*** Block opens ***
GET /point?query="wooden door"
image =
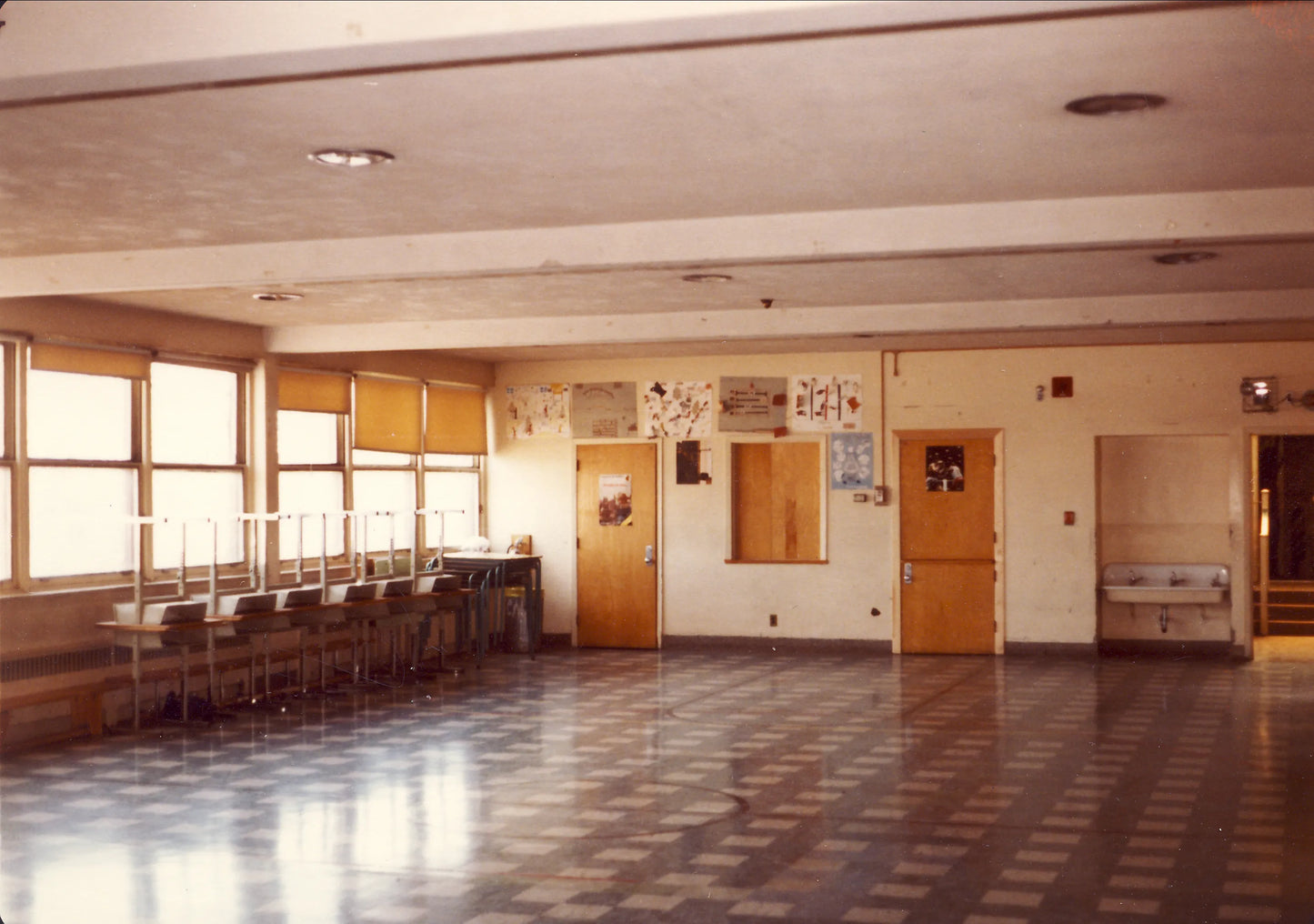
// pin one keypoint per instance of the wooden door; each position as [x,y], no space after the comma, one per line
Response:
[617,531]
[947,526]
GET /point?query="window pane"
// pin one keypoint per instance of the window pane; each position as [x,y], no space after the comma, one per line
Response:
[452,490]
[196,496]
[306,437]
[310,493]
[79,521]
[442,460]
[5,530]
[194,416]
[73,416]
[386,492]
[375,457]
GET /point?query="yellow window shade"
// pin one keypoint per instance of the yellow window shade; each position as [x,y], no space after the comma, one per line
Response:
[89,360]
[387,416]
[455,421]
[315,390]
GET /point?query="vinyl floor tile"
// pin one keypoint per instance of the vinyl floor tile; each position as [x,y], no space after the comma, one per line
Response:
[694,786]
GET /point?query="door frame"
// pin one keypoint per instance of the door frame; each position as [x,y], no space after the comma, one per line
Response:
[897,439]
[660,451]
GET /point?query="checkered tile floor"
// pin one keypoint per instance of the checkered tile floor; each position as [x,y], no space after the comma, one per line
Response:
[696,786]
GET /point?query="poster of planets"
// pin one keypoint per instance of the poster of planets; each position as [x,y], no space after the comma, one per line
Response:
[852,457]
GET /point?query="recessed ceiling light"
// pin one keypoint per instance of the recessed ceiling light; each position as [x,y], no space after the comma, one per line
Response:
[350,156]
[1113,104]
[1184,256]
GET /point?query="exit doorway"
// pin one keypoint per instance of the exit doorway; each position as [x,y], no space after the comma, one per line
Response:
[1283,539]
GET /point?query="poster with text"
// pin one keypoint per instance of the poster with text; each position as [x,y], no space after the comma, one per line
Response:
[826,402]
[603,409]
[749,405]
[852,457]
[537,410]
[678,409]
[614,505]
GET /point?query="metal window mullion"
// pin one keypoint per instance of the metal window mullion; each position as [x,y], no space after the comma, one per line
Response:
[16,430]
[142,451]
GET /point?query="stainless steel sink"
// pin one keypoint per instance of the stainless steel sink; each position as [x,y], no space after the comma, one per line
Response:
[1166,584]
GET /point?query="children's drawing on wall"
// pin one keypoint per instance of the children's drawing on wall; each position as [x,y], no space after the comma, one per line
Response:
[678,409]
[603,410]
[693,463]
[752,404]
[826,402]
[614,507]
[944,468]
[850,462]
[537,410]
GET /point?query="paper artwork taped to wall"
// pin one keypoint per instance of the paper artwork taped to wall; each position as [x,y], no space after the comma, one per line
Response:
[603,410]
[614,507]
[852,462]
[826,402]
[944,468]
[678,409]
[752,404]
[693,463]
[537,410]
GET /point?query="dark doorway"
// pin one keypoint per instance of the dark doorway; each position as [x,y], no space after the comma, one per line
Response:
[1285,471]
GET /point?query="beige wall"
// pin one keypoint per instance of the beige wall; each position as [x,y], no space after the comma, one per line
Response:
[1050,449]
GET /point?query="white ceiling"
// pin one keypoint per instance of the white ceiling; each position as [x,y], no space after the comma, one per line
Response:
[892,175]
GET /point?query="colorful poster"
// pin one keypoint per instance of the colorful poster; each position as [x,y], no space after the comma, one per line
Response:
[752,404]
[603,409]
[537,410]
[678,409]
[826,402]
[693,463]
[852,457]
[614,507]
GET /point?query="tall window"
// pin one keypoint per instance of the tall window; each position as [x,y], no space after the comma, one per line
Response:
[451,486]
[6,410]
[310,484]
[197,472]
[82,480]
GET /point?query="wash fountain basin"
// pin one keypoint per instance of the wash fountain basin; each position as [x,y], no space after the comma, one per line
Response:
[1164,584]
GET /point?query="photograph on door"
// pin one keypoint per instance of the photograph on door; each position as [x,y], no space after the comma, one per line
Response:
[944,468]
[614,507]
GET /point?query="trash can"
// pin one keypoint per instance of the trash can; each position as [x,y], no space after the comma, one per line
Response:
[517,620]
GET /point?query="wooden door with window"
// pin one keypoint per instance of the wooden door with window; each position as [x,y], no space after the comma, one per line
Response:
[617,545]
[947,527]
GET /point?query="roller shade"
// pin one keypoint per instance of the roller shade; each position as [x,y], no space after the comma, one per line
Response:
[89,360]
[315,390]
[387,416]
[455,421]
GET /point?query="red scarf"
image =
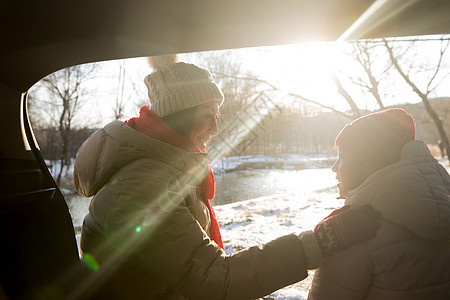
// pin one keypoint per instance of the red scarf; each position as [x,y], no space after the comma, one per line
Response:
[150,124]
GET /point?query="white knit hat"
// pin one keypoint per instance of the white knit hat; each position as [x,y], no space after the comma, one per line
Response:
[176,86]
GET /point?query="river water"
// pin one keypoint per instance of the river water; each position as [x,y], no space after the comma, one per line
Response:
[242,185]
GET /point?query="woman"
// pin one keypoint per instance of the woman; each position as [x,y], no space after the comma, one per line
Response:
[380,163]
[151,226]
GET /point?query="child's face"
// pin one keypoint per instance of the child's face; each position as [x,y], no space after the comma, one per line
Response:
[350,171]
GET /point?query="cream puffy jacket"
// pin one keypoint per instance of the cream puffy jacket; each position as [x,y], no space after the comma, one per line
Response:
[410,256]
[148,230]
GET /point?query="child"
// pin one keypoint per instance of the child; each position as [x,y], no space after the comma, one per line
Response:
[381,164]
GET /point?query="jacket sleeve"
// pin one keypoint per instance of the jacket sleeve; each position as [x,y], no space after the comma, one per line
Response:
[159,228]
[344,276]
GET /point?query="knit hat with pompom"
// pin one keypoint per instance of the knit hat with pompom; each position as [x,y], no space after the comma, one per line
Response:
[378,138]
[176,86]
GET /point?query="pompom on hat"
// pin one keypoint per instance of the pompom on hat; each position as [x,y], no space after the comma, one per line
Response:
[378,138]
[176,86]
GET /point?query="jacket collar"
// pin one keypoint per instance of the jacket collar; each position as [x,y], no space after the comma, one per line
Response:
[178,158]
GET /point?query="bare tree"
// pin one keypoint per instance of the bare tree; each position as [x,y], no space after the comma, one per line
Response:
[120,102]
[65,91]
[364,53]
[343,92]
[431,84]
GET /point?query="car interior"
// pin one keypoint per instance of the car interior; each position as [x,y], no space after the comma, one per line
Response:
[39,252]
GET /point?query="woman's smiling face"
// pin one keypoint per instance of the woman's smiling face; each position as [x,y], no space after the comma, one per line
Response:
[204,125]
[350,172]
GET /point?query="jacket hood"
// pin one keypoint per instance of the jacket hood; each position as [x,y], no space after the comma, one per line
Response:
[116,145]
[413,193]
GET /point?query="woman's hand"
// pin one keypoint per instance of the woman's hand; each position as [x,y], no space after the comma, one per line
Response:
[345,227]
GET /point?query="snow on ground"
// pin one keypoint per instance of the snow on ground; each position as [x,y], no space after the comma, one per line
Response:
[257,221]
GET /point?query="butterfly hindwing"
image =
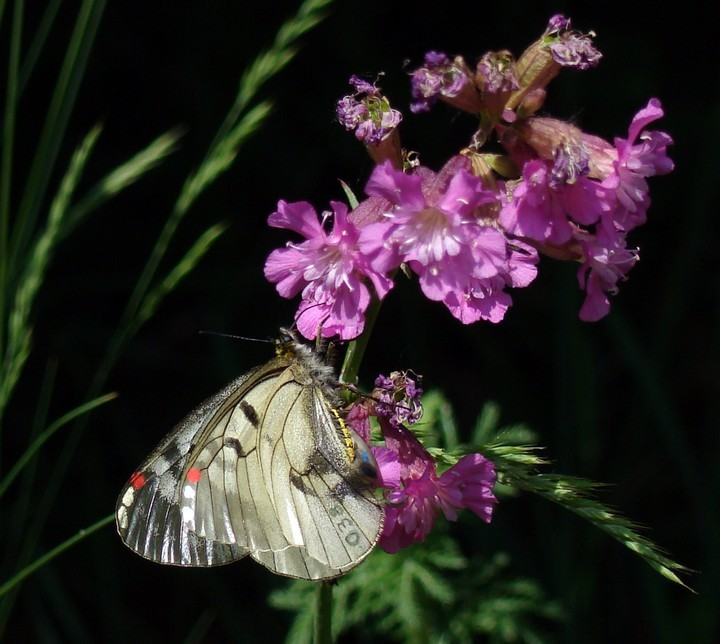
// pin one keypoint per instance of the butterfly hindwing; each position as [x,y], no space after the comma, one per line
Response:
[265,467]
*** Block closes ***
For the string "woman", work out how many lines of the entries contain it and reply with that number alone.

Task answer:
6